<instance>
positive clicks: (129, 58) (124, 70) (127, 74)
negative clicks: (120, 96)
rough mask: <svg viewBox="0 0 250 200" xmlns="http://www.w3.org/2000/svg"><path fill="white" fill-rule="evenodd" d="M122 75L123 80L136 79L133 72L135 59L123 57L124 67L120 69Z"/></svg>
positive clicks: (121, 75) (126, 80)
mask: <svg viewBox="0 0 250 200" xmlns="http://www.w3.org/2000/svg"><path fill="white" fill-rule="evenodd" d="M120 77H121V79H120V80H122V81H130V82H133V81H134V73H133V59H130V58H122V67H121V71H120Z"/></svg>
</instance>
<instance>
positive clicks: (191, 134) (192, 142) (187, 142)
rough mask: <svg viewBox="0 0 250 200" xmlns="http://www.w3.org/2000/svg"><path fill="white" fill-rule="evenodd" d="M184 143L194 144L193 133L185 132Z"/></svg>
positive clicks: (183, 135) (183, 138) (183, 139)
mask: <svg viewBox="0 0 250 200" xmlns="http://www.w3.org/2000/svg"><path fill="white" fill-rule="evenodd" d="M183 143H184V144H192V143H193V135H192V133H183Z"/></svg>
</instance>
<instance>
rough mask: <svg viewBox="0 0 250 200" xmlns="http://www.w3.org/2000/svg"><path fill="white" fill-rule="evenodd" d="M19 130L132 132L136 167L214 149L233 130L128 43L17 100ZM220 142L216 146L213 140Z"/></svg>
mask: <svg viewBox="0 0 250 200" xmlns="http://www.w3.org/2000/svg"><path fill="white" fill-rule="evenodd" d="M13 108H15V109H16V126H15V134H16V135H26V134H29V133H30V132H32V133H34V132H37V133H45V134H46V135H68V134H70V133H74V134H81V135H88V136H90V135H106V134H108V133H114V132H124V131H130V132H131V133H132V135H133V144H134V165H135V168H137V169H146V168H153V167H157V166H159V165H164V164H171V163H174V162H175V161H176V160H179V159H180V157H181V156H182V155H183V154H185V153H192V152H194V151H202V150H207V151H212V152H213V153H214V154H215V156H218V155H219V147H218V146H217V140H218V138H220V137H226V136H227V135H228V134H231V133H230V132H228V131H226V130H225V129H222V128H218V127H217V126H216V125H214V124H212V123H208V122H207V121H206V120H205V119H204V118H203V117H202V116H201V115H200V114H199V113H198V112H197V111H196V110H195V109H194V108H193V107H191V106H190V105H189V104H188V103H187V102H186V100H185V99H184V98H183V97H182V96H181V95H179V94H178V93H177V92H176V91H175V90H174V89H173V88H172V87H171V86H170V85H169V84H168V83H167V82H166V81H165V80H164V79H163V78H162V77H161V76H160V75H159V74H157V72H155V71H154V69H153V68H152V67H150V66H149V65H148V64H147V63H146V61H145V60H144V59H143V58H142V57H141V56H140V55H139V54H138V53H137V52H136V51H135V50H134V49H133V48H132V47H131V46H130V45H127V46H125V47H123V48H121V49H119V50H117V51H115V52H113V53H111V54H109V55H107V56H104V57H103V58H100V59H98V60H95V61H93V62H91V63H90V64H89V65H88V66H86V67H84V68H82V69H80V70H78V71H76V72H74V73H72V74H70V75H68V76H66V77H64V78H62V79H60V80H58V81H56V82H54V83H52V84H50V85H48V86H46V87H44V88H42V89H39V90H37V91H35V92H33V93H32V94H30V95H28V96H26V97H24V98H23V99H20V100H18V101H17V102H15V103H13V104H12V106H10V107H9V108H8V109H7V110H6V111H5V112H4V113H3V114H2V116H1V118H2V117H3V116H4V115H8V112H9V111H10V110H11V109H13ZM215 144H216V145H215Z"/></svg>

⁂

### ABOUT THIS EXERCISE:
Repeat the whole of the data verbatim, as it reads above.

### RESPONSE TO THIS TASK:
<instance>
positive clicks: (129, 58) (124, 70) (127, 74)
negative clicks: (120, 96)
rough mask: <svg viewBox="0 0 250 200" xmlns="http://www.w3.org/2000/svg"><path fill="white" fill-rule="evenodd" d="M122 75L123 80L136 79L133 72L135 59L123 57L124 67L120 69Z"/></svg>
positive clicks: (121, 75) (126, 80)
mask: <svg viewBox="0 0 250 200" xmlns="http://www.w3.org/2000/svg"><path fill="white" fill-rule="evenodd" d="M120 77H121V79H120V80H122V81H130V82H133V81H134V73H133V59H130V58H122V67H121V71H120Z"/></svg>
</instance>
<instance>
positive clicks: (191, 134) (192, 142) (187, 142)
rough mask: <svg viewBox="0 0 250 200" xmlns="http://www.w3.org/2000/svg"><path fill="white" fill-rule="evenodd" d="M184 143L194 144L193 133L185 132Z"/></svg>
positive clicks: (183, 135) (183, 138) (183, 139)
mask: <svg viewBox="0 0 250 200" xmlns="http://www.w3.org/2000/svg"><path fill="white" fill-rule="evenodd" d="M183 143H184V144H192V143H193V135H192V133H183Z"/></svg>
</instance>
<instance>
rough mask: <svg viewBox="0 0 250 200" xmlns="http://www.w3.org/2000/svg"><path fill="white" fill-rule="evenodd" d="M19 130L132 132L136 167L214 149L233 130L128 43L17 100ZM220 142L216 146L213 140Z"/></svg>
mask: <svg viewBox="0 0 250 200" xmlns="http://www.w3.org/2000/svg"><path fill="white" fill-rule="evenodd" d="M13 108H15V109H16V126H15V134H16V135H26V134H29V133H30V132H32V133H34V132H37V133H45V134H46V135H68V134H70V133H74V134H81V135H88V136H90V135H106V134H108V133H114V132H124V131H130V132H131V133H132V135H133V144H134V165H135V168H137V169H146V168H153V167H157V166H159V165H164V164H171V163H174V162H175V161H176V160H179V159H180V157H181V156H182V155H183V154H185V153H192V152H194V151H202V150H207V151H212V152H213V153H214V154H215V156H218V155H219V147H218V146H217V140H218V138H220V137H226V136H227V135H228V134H231V133H230V132H228V131H226V130H225V129H222V128H218V127H217V126H216V125H214V124H212V123H208V122H207V121H206V120H205V119H204V118H203V117H202V116H201V115H200V114H199V113H198V112H197V111H196V110H195V109H194V108H193V107H191V106H190V105H189V104H188V103H187V102H186V100H185V99H184V98H183V97H182V96H181V95H179V94H178V93H177V92H176V91H175V90H174V89H173V88H172V87H171V86H170V85H169V84H168V83H167V82H166V81H165V80H164V79H163V78H162V77H161V76H160V75H159V74H157V72H155V71H154V69H153V68H152V67H150V66H149V65H148V64H147V63H146V61H145V60H144V59H143V58H142V57H141V56H140V55H139V54H138V53H137V52H136V51H135V50H134V49H133V48H132V47H131V46H130V45H127V46H125V47H123V48H121V49H119V50H117V51H115V52H113V53H111V54H109V55H107V56H104V57H103V58H100V59H98V60H95V61H93V62H91V63H90V64H89V65H88V66H86V67H84V68H82V69H80V70H78V71H76V72H74V73H72V74H70V75H68V76H66V77H64V78H62V79H60V80H58V81H56V82H54V83H52V84H50V85H48V86H46V87H44V88H42V89H39V90H37V91H35V92H33V93H32V94H30V95H28V96H26V97H24V98H23V99H20V100H18V101H17V102H15V103H13V104H12V106H10V107H9V108H8V109H7V110H6V111H5V112H4V113H3V114H2V116H1V118H2V117H3V116H4V115H8V112H9V111H10V110H11V109H13ZM215 144H216V145H215Z"/></svg>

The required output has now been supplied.